* **WHAT TO WORK ON**:
Render the lines from the one containing "Audit instructions — the first annotator's boxes for green bush" through the one containing "[79,189,98,217]" as a JSON list of strings, one string per line, leaving out any blank lines.

* **PROVIDED INFORMATION**:
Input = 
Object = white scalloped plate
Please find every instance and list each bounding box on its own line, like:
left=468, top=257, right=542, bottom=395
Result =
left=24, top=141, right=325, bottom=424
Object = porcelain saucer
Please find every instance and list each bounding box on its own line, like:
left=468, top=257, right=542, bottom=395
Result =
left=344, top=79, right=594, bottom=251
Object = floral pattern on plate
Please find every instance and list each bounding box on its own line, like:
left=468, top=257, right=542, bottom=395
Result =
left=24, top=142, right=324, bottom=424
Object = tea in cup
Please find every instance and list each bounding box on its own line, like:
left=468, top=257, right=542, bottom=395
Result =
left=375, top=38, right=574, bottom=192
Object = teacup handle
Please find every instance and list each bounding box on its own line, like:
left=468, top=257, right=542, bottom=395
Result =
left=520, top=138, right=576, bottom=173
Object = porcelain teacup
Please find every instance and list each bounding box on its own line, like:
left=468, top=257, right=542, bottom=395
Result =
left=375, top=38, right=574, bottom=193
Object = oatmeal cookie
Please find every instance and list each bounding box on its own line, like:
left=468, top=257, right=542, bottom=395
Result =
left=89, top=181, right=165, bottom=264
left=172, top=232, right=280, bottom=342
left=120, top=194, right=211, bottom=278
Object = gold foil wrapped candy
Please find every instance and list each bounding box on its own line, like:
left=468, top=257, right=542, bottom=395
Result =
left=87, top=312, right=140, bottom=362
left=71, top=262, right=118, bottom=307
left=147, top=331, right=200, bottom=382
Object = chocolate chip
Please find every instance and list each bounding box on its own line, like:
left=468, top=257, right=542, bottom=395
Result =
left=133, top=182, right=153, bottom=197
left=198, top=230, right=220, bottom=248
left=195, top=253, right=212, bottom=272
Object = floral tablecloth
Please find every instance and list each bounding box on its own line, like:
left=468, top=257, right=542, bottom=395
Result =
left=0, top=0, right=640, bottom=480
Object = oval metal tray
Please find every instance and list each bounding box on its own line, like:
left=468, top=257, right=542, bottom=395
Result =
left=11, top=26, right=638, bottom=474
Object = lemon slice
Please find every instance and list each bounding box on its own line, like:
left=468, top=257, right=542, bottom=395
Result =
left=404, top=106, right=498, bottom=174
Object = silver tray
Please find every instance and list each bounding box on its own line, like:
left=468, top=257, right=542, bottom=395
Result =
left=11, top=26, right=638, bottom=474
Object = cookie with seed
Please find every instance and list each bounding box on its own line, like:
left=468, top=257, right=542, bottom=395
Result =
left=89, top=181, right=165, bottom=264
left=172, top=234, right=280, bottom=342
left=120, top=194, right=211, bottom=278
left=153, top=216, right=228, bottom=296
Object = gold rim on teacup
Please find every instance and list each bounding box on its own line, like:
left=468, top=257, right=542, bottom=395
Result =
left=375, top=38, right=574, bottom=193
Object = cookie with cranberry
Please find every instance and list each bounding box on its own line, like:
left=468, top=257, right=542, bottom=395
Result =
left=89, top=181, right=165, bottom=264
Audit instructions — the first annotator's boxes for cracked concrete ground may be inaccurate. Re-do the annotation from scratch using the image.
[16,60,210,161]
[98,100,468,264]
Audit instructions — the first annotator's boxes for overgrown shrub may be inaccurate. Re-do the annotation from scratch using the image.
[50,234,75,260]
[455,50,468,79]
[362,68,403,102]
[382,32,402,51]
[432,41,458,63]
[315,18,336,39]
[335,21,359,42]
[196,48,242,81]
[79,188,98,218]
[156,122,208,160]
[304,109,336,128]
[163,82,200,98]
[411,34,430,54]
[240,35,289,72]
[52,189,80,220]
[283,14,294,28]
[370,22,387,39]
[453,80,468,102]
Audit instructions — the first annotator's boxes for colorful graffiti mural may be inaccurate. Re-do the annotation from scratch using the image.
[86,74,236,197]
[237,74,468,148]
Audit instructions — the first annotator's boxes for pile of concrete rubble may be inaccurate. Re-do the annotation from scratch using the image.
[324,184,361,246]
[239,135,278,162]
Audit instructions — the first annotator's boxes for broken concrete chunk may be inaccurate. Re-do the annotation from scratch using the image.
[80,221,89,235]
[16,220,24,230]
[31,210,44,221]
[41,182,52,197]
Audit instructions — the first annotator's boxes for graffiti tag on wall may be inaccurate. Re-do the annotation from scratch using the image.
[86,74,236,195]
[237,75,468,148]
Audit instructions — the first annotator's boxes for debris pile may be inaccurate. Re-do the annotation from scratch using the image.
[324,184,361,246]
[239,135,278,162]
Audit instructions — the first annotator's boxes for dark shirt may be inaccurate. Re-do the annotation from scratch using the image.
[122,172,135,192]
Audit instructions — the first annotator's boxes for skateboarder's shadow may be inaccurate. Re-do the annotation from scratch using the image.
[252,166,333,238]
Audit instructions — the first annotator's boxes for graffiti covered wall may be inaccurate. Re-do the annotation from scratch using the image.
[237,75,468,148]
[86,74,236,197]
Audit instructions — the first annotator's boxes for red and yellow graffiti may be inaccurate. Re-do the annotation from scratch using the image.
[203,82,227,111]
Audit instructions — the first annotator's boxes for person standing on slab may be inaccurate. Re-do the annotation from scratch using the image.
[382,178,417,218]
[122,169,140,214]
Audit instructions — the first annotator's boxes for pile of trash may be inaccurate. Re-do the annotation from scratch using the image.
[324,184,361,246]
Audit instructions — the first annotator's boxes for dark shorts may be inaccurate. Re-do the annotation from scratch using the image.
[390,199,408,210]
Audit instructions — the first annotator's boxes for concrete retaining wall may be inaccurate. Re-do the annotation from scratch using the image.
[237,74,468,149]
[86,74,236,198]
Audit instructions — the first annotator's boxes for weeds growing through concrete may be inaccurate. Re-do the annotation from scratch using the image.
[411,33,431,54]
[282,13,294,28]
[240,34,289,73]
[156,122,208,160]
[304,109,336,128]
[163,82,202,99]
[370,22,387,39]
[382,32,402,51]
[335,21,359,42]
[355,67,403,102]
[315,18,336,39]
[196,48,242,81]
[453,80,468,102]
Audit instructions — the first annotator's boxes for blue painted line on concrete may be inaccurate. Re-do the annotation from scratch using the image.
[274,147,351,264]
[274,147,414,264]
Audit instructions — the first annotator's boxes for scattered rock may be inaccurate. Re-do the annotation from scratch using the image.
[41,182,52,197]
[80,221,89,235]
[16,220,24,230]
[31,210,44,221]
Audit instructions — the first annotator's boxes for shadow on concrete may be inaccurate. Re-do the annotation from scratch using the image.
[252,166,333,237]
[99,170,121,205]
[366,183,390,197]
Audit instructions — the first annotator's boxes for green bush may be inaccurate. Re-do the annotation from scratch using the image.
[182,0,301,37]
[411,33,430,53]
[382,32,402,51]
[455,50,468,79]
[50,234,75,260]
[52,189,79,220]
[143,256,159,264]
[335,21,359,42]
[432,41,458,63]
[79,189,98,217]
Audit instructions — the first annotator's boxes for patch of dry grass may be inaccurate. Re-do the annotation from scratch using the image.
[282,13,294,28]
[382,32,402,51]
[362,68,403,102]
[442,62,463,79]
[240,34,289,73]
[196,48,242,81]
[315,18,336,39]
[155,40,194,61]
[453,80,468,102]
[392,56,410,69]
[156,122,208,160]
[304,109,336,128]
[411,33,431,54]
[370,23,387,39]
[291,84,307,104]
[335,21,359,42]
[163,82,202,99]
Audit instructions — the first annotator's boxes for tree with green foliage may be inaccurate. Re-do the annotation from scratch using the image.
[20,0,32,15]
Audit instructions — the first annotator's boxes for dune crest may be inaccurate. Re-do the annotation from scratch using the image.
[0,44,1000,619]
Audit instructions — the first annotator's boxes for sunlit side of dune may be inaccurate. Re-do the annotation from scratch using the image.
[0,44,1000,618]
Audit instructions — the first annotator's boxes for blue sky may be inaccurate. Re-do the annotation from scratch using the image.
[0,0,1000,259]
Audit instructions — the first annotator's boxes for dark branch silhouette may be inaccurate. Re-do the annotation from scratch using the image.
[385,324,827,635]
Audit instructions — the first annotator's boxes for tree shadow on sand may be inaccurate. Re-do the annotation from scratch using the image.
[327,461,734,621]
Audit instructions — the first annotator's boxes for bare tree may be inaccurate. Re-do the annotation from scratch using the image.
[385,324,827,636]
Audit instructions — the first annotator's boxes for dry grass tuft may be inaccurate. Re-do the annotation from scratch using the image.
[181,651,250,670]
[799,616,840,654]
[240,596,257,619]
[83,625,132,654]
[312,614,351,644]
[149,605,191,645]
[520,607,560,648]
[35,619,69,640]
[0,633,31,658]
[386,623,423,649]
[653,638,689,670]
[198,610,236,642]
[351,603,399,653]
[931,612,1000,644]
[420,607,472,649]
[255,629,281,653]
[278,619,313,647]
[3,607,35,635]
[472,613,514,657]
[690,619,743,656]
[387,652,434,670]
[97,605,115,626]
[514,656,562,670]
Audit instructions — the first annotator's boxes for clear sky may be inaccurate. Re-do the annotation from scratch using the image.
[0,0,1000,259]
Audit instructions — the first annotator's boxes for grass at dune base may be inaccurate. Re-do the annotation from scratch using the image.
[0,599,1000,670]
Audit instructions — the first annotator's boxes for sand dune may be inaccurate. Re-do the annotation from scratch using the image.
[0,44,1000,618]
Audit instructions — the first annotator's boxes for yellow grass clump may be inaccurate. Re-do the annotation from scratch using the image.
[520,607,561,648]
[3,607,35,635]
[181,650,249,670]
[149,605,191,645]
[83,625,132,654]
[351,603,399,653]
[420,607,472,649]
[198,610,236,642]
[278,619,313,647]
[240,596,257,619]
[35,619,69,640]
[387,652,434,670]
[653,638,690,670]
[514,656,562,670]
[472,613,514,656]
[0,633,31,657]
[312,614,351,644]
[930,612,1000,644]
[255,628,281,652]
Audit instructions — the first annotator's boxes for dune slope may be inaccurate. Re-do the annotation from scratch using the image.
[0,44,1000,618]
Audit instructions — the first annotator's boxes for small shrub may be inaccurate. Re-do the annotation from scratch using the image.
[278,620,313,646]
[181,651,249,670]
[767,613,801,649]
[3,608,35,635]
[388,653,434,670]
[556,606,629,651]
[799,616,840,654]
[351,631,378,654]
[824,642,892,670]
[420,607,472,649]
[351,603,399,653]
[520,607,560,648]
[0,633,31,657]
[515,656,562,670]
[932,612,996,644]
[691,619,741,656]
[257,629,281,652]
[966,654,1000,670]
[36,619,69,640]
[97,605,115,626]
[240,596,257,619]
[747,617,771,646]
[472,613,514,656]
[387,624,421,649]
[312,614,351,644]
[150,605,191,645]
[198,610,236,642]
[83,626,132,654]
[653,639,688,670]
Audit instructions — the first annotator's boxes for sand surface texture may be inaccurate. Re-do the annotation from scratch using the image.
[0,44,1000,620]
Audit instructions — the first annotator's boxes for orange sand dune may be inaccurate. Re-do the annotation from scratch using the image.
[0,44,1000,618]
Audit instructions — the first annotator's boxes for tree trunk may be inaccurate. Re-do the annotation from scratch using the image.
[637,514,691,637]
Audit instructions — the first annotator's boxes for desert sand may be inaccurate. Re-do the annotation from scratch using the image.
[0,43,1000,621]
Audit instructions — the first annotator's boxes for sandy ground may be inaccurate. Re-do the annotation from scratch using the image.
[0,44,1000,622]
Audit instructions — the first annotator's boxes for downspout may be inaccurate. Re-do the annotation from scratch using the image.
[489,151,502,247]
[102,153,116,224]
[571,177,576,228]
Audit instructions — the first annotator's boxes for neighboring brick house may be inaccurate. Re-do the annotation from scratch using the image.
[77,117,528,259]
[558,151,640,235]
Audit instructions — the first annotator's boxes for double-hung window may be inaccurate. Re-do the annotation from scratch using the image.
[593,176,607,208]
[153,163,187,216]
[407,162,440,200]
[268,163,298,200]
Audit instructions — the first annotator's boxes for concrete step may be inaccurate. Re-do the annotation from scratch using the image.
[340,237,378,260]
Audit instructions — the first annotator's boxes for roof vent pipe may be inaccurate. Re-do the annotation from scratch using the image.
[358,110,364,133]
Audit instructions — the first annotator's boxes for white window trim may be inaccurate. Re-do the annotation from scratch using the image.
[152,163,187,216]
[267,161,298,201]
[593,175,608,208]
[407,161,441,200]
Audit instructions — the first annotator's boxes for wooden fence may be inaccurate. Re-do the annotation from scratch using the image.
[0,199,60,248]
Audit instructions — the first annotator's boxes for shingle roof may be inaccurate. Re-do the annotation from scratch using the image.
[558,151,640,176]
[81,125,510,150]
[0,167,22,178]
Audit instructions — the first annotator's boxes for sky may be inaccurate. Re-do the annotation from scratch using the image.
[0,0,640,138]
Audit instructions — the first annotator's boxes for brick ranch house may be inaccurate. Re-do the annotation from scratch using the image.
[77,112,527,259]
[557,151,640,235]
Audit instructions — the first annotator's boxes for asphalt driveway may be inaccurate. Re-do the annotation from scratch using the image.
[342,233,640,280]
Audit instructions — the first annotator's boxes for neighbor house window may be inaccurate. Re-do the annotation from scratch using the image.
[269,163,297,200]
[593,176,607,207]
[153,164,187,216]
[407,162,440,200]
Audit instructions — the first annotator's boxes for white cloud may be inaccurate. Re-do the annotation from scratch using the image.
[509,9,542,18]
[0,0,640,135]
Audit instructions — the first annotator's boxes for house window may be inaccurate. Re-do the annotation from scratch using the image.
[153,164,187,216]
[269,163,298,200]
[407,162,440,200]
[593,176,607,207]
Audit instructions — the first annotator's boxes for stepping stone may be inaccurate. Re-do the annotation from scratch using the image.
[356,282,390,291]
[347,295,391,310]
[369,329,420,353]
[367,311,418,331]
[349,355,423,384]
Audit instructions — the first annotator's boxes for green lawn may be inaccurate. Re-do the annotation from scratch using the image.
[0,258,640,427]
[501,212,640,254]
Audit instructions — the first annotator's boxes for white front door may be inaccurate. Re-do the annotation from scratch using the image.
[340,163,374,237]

* **THE RESPONSE**:
[
  "Audit instructions — the first annotator's boxes for green bush may be inaccurate. Re-do the annotation from scratch using the image.",
  "[182,0,301,37]",
  "[411,33,430,53]",
  "[382,32,402,51]",
  "[455,50,468,79]",
  "[50,234,75,260]",
  "[52,189,79,220]",
  "[143,256,159,264]",
  "[335,21,359,42]",
  "[432,41,458,63]",
  "[79,189,98,217]"
]